Given task
Revise the items from the start of the records through the line that contains "0, 184, 89, 343", inclusive, changing "aerial photo" to "overhead image" and leaving everything else untouched.
########
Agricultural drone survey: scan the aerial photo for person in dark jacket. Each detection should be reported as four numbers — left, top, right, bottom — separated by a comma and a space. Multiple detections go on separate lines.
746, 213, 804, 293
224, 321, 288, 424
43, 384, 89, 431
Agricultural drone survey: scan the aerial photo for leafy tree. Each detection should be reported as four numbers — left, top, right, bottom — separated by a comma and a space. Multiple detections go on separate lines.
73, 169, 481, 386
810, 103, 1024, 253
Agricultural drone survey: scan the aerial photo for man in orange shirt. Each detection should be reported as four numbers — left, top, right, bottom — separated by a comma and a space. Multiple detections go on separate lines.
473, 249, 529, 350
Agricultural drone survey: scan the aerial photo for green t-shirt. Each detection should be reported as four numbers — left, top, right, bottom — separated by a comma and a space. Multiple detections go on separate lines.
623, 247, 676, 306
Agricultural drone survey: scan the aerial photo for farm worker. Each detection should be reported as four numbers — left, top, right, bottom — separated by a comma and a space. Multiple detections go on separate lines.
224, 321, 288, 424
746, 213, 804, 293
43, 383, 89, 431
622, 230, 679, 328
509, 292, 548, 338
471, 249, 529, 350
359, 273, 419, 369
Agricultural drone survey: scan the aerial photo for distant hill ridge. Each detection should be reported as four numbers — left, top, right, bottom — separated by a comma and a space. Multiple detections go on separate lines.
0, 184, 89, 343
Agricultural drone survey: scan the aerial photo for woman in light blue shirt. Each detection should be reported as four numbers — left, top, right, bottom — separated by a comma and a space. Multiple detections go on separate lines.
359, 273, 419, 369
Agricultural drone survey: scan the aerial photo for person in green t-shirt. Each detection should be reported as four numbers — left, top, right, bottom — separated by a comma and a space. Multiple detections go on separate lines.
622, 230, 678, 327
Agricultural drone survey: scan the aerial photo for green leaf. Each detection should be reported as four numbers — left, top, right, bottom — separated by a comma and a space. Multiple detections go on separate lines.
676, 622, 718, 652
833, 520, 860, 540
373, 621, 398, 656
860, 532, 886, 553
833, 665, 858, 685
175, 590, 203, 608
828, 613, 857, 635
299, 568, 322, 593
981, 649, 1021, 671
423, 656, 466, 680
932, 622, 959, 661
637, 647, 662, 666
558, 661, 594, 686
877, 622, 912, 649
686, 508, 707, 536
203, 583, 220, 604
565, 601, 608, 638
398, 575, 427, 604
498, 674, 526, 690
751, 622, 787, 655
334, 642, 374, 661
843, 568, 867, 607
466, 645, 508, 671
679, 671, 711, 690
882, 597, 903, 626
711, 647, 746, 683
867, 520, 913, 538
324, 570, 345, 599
########
Output of the exercise
Agricultural drone survey: scan the overhead image for person in dark jacket. Each detection should be reported as four numbers — left, top, right, bottom — separated by a comma and a space. Multiple detections go on separate lines.
746, 213, 804, 293
224, 321, 288, 424
43, 384, 89, 431
Agricultural drone survey: scan the overhead image for leafy tree. Each detection should be reported as four numbers — left, top, right, bottom — separated by a comma and a space. Multiple detections go on separate lines.
73, 169, 481, 386
810, 103, 1024, 253
Agricultural drone survey: scan the overhead image for man in orange shirt. Each detection should be reported as four numbers — left, top, right, bottom — separated by a comma and a space. Multiple detections go on separate lines.
473, 249, 529, 350
Agricultural drone survey: scan the overhead image for green t-shirt. Each detection should be reported as four numbers — left, top, right, bottom — separated by a comma and a space. Multiple detections go on separate lines.
623, 247, 676, 306
Agricultural drone survey: scan the overhead image for farm worker. Each detection should be reported as four numbers — left, top, right, bottom — separated by a comma and a space. Multiple detections go on separate lines.
224, 321, 288, 424
746, 213, 804, 293
43, 383, 89, 431
622, 230, 679, 328
509, 292, 548, 338
471, 249, 529, 350
359, 273, 419, 369
Agricultural drone survey: scan the overhead image for distant hill ridge. Each detection should be reported as four numbers — left, top, right, bottom — separated by a comma and a space. Multiple detections go on separate lines.
0, 184, 89, 343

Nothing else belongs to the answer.